### Instructions to follow
From the line containing "Can you see the green field?" through the last line of the entries below, transcribe each line exactly, excluding any picture.

━━ Data

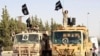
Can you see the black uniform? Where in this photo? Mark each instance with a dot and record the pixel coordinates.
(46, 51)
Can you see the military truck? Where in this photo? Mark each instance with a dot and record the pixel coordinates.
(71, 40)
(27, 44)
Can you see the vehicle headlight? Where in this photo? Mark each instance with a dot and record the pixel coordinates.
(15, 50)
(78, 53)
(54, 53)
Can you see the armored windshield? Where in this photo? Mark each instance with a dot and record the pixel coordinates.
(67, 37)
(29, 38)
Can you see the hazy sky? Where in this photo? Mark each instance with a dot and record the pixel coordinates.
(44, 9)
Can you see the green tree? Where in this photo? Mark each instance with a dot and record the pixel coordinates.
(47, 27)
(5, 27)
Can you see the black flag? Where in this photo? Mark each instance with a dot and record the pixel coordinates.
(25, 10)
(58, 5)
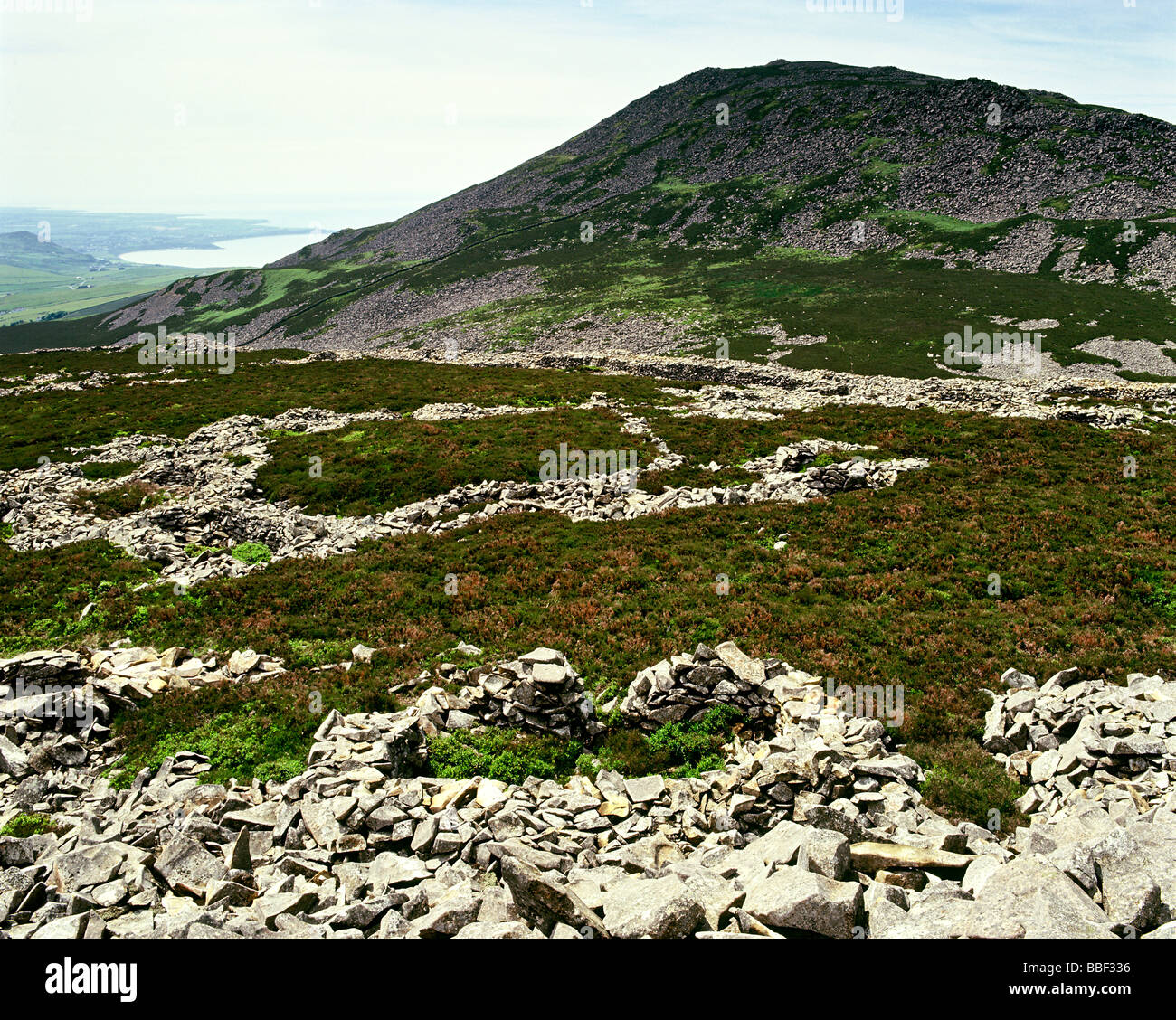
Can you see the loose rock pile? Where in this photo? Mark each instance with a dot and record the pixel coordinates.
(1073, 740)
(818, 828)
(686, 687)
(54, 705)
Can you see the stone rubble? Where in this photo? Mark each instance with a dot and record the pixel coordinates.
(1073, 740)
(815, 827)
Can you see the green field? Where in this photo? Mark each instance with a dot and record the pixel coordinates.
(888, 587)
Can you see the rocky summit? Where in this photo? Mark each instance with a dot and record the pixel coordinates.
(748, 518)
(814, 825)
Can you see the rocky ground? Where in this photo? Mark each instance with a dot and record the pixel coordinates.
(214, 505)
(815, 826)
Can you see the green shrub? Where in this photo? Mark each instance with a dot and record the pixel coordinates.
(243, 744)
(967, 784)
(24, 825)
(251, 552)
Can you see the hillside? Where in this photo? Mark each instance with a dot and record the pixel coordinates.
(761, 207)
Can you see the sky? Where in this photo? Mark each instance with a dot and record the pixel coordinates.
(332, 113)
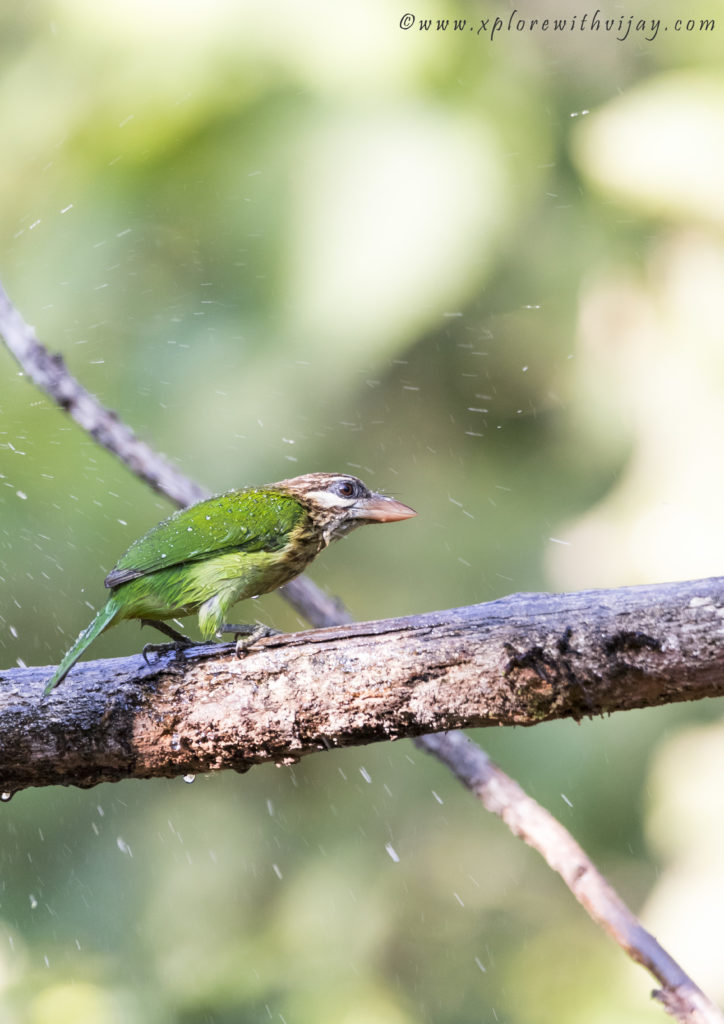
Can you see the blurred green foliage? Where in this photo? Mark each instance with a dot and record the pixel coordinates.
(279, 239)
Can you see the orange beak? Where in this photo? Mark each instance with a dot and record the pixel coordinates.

━━━━

### Solution to this problem
Can you see the green field? Where in this photo? Mark each instance with a dot and record the pixel coordinates.
(888, 587)
Can you see the rocky summit? Where in this photo? Mark each instance with a dot and record the pixel coordinates.
(748, 518)
(814, 825)
Can you see the rocky ground? Where in this photo? Mark each instance with a dot and record the pixel coordinates.
(214, 505)
(815, 826)
Can you see the green shrub? Where in this photo? Mark each instance with a dot and record the pixel coordinates.
(243, 744)
(967, 784)
(24, 825)
(251, 552)
Can you see the hillside? Where in this photo? Mark each instance with a dot and record the pixel coordinates.
(761, 207)
Can you see the sky? Where in this photo? Mark each instance with a dot and record the pixel coordinates.
(332, 113)
Can you see the blurred green foliage? Where in this photo? Mark each instance with a dot and record the pixel coordinates.
(279, 239)
Can you see the orange beak? Where in this photo? Mark each instance with a dot and record the pixel coordinates.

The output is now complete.